**Given instruction:**
Resume the Jewish news roundup below by adding the next items after its last one.

**Passage shown:**
Whatever you call us, don’t forget to sign up for our weekly, downloadable, printable digest of the week’s best stories. Sign up for “The Jewish Week/end” here. Get today’s edition here

BEN & JERRY’S: New York State’s $268 billion state pension fund will restrict its holdings in Unilever because its affiliate Ben & Jerry’s restricts ice cream sales in the West Bank, State Comptroller Thomas DiNapoli announced Thursday. (Jerusalem Post)

GUILTY: A Brooklyn man was convicted of hate crimes in a 2018 attack on a Jewish man who was walking home from synagogue in the East Flatbush section of Brooklyn. (NBC News)

  • Related: The NYPD Hate Crimes Task Force released video of three suspects who appeared to fire a BB gun at a man in haredi Orthodox garb as they drove through Crown Heights on Oct. 11. (ABC7NY)

**Extracted material:**
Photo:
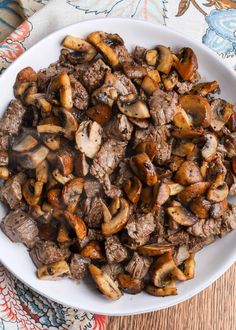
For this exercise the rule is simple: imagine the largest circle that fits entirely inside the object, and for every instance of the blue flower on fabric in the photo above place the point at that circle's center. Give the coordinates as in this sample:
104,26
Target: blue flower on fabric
221,34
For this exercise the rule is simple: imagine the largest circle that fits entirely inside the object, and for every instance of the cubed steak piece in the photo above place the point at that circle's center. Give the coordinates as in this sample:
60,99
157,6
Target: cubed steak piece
12,118
78,266
47,252
11,192
115,251
20,227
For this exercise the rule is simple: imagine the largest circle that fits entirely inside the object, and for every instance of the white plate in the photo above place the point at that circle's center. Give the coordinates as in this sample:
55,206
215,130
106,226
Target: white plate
211,262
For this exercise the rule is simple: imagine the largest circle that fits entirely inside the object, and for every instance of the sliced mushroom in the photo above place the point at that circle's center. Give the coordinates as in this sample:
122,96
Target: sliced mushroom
84,51
200,207
32,191
65,162
150,148
169,289
89,138
219,209
4,173
193,191
70,124
205,88
143,168
165,59
161,268
149,85
100,112
118,221
188,173
72,190
218,193
54,197
54,270
105,284
31,159
42,171
103,42
77,224
221,113
27,143
175,188
169,80
181,119
151,57
137,109
132,188
186,63
24,79
198,108
210,147
181,215
60,84
59,177
187,133
53,142
155,249
93,251
81,167
129,284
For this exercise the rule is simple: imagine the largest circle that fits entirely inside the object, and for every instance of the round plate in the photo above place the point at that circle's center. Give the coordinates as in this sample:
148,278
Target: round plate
211,262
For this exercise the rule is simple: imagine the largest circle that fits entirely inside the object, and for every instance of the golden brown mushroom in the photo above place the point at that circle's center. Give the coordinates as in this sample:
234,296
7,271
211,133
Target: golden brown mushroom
129,284
144,169
105,284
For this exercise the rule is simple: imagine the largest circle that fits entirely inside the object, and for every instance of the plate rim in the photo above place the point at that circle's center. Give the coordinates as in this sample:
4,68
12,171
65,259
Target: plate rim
230,261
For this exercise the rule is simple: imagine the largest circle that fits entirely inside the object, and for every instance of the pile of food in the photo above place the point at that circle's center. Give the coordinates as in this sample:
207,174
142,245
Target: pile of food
117,163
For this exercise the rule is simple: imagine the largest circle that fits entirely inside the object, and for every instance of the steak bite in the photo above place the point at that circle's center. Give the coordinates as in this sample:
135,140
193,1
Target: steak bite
47,252
11,191
162,107
12,119
78,266
115,251
20,227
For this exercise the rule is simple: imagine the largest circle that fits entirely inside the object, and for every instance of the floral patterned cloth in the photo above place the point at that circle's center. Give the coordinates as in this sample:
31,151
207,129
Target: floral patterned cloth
213,22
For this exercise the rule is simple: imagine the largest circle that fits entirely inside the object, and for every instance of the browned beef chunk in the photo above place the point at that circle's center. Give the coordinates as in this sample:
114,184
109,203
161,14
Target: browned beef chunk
46,252
79,94
78,266
162,107
115,251
138,54
195,244
4,141
92,75
10,192
94,214
119,128
160,136
112,270
20,228
12,118
106,160
124,85
181,254
123,55
138,266
92,188
184,87
3,158
140,225
179,238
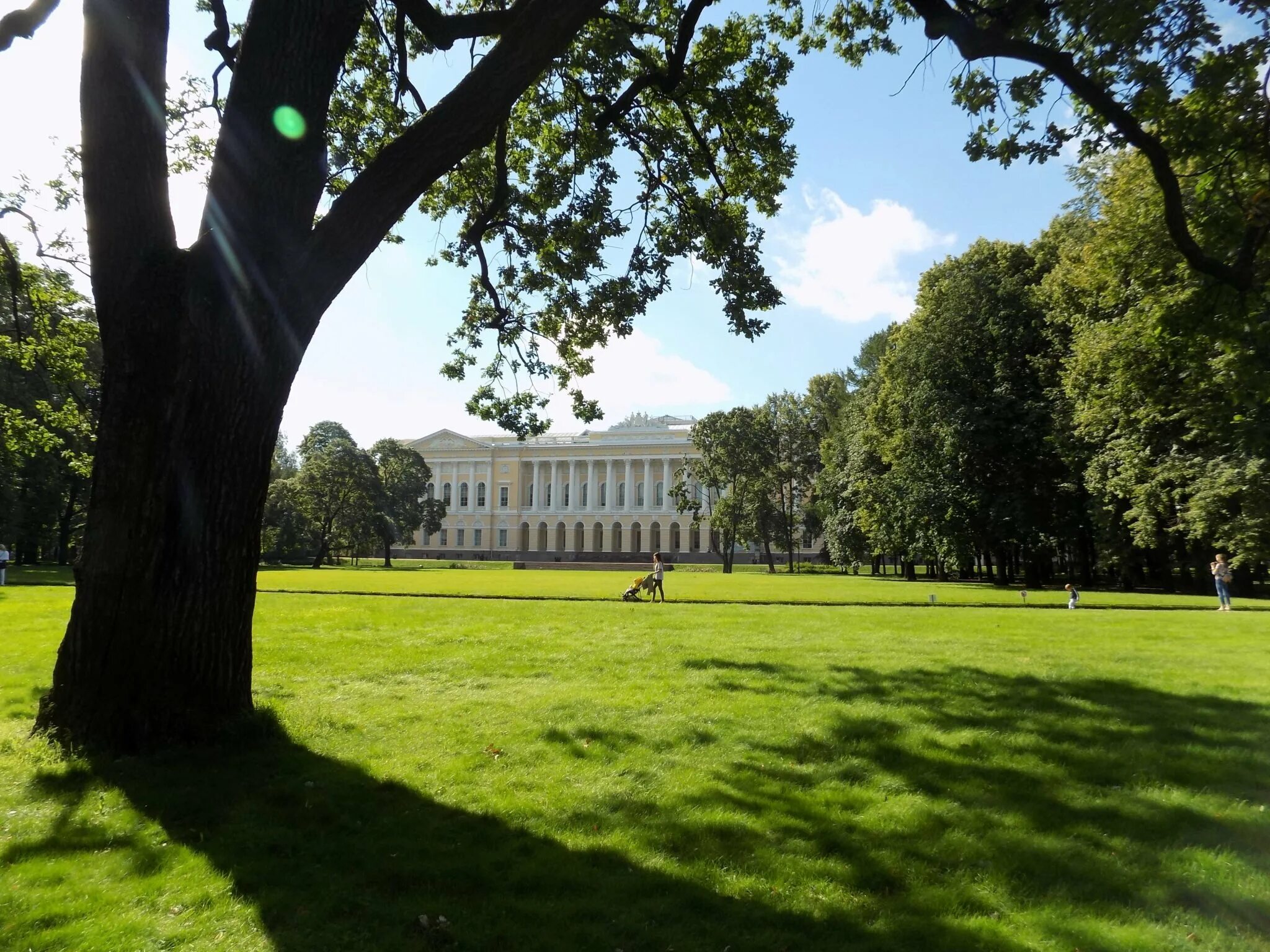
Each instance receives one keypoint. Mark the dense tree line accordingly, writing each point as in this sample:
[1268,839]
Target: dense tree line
[331,495]
[1083,408]
[580,127]
[50,394]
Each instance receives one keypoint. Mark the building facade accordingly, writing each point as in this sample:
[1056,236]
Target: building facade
[597,495]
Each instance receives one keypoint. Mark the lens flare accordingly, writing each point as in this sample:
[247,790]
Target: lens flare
[288,122]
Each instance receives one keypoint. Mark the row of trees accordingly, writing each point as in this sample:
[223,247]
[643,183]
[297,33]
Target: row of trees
[331,495]
[50,395]
[1083,407]
[757,469]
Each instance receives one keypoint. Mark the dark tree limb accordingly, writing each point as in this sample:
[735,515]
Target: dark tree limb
[219,40]
[665,81]
[443,30]
[465,120]
[125,155]
[24,22]
[975,42]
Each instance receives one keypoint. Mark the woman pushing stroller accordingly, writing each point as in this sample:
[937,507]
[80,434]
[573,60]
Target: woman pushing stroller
[658,574]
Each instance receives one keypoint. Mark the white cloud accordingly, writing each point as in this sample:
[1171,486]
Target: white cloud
[638,374]
[848,263]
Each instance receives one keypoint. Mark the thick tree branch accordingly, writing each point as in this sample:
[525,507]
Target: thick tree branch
[442,31]
[125,154]
[24,22]
[267,178]
[666,81]
[219,40]
[461,122]
[975,42]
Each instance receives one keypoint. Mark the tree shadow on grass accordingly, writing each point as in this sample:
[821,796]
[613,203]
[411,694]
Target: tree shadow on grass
[1101,798]
[334,858]
[934,805]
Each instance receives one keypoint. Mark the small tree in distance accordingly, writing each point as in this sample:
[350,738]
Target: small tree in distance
[403,489]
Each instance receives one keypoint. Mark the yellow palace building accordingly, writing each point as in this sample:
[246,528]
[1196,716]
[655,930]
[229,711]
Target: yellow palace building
[597,495]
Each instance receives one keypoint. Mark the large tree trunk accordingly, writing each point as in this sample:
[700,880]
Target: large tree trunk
[159,644]
[200,347]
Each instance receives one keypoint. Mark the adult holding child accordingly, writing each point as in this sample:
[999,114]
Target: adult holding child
[1222,576]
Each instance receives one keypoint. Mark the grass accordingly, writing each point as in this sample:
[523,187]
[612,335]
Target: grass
[497,580]
[598,776]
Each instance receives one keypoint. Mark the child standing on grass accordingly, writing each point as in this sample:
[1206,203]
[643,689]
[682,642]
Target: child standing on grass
[1073,596]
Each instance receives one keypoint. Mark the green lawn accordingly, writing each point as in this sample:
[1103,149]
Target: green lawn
[701,587]
[598,776]
[498,580]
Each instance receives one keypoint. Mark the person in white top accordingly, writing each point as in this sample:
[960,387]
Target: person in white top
[658,574]
[1222,576]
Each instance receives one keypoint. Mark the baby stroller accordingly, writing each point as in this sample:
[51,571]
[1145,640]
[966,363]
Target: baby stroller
[644,583]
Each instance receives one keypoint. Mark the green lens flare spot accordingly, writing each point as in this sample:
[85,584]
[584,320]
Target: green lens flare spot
[288,122]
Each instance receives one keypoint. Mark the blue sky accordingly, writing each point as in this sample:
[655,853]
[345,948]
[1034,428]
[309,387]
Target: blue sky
[882,190]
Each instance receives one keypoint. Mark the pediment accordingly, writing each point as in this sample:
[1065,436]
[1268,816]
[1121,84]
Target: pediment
[446,439]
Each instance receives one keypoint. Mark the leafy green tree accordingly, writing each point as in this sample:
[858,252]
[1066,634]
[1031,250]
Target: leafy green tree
[403,490]
[850,464]
[588,148]
[794,450]
[963,416]
[734,470]
[335,491]
[50,395]
[1174,421]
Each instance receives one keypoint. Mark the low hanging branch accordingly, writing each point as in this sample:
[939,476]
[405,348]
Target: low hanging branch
[981,42]
[24,22]
[219,40]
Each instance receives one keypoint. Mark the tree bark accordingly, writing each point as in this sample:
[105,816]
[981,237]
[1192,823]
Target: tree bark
[159,644]
[200,347]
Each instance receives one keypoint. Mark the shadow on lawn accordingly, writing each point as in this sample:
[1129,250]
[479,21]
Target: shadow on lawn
[941,801]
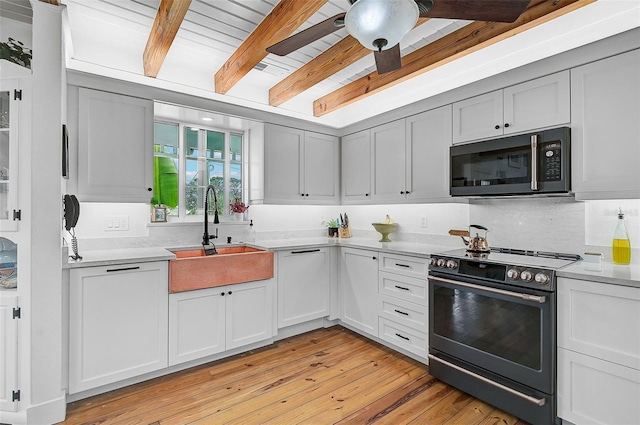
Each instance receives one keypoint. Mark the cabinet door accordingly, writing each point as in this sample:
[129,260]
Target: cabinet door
[594,391]
[543,102]
[9,136]
[429,138]
[356,167]
[8,353]
[196,324]
[115,151]
[359,289]
[605,128]
[283,157]
[388,176]
[478,117]
[249,313]
[304,277]
[118,319]
[321,168]
[600,320]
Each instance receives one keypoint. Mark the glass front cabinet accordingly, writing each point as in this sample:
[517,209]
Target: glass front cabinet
[10,96]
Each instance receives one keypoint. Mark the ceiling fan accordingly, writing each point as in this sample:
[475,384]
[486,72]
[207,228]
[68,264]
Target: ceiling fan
[379,25]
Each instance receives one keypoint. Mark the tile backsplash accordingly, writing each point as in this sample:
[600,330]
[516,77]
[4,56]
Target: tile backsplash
[558,224]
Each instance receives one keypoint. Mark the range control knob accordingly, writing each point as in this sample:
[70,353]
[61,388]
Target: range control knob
[542,278]
[513,274]
[526,275]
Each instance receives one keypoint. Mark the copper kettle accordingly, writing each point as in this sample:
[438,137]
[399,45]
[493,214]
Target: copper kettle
[476,243]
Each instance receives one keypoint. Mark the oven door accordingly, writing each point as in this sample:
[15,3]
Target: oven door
[508,332]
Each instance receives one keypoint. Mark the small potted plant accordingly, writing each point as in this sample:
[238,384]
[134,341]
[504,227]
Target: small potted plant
[238,208]
[332,229]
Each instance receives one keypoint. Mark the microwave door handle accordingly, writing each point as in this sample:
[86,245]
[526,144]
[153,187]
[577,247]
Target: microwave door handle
[534,162]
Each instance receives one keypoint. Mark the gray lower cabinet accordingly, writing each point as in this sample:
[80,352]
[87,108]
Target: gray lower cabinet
[118,322]
[304,278]
[403,294]
[213,320]
[359,298]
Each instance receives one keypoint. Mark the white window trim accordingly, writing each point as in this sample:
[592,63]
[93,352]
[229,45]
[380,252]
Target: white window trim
[182,161]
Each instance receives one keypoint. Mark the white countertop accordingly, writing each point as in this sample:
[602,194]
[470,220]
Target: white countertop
[611,273]
[110,257]
[394,247]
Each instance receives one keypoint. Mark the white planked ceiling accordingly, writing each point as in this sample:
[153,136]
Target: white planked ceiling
[108,37]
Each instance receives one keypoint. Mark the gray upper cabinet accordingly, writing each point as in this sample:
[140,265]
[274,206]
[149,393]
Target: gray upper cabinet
[428,138]
[356,167]
[543,102]
[300,166]
[605,126]
[388,144]
[115,147]
[401,161]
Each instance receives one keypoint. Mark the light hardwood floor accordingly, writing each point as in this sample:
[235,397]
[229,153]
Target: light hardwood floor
[328,376]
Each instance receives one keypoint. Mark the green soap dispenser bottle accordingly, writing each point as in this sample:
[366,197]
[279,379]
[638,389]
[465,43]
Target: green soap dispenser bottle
[621,243]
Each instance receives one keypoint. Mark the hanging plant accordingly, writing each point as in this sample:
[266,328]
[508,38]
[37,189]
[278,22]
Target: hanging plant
[14,51]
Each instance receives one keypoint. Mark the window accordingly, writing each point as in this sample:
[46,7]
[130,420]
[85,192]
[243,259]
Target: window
[205,156]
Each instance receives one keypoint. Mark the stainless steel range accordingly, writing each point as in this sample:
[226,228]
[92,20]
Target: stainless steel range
[492,327]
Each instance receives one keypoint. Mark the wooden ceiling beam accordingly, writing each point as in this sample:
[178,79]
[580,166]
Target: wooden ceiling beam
[165,27]
[283,20]
[462,42]
[342,54]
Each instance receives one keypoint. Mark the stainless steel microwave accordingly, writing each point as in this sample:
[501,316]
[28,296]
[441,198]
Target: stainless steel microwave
[533,163]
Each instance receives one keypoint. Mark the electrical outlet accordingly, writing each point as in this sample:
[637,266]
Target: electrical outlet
[116,223]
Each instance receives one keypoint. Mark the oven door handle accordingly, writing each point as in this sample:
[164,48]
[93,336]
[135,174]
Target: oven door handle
[536,401]
[527,297]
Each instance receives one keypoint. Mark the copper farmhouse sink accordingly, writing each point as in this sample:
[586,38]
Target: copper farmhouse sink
[192,269]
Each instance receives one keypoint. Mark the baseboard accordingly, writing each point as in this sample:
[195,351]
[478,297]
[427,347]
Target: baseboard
[50,412]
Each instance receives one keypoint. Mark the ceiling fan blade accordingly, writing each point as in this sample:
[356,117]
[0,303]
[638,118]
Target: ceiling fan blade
[473,10]
[388,60]
[307,36]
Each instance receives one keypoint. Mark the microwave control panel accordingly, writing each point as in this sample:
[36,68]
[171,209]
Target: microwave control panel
[551,164]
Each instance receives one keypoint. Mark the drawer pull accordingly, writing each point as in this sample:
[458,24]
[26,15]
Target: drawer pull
[123,269]
[306,251]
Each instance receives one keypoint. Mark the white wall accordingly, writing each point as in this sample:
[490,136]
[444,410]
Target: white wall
[546,224]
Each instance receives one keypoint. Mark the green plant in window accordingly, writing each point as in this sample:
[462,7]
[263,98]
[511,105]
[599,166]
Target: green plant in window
[14,51]
[165,182]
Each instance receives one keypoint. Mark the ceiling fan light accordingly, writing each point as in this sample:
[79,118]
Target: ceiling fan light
[371,20]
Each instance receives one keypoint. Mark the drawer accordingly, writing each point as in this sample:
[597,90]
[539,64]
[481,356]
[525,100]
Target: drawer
[404,265]
[405,313]
[403,337]
[405,288]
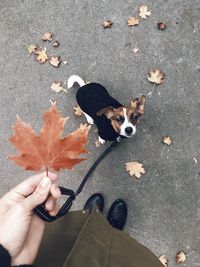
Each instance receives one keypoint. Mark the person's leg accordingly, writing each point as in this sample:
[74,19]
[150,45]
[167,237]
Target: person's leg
[59,238]
[88,240]
[99,244]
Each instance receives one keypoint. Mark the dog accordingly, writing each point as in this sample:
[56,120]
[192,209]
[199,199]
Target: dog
[113,120]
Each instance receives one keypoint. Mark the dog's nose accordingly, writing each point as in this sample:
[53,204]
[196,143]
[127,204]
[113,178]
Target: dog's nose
[129,130]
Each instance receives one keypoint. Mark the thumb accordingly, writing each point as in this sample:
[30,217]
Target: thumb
[39,195]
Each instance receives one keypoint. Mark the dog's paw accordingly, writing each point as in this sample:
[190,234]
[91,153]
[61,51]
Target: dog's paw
[90,120]
[102,141]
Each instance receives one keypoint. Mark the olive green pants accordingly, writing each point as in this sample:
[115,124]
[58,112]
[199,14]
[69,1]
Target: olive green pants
[80,239]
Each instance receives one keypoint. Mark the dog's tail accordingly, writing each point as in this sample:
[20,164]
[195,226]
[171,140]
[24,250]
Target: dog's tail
[75,79]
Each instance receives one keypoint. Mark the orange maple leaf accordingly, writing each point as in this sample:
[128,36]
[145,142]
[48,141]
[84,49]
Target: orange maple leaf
[48,150]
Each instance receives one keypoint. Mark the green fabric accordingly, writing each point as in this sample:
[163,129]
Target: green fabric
[83,240]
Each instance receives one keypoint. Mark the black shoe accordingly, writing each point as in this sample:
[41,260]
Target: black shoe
[117,214]
[95,200]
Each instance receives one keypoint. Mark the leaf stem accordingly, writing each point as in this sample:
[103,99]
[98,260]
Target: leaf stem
[190,253]
[47,171]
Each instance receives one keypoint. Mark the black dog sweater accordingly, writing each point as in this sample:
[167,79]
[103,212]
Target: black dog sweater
[92,98]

**Response to this task:**
SPRUNG: David Gilbert, 77, a former ’60s radical serving 40 years for his role in the 1981 murders of two Nyack police officers and a Brinks guard, received parole Tuesday. (lohud.com)

  • A founding member of the Columbia University chapter of Students for a Democratic Society, Gilbert grew up in a Jewish family near Boston. His son, Chesa Boudin, is San Francisco’s chief prosecutor. (j. The Jewish News of Northern California)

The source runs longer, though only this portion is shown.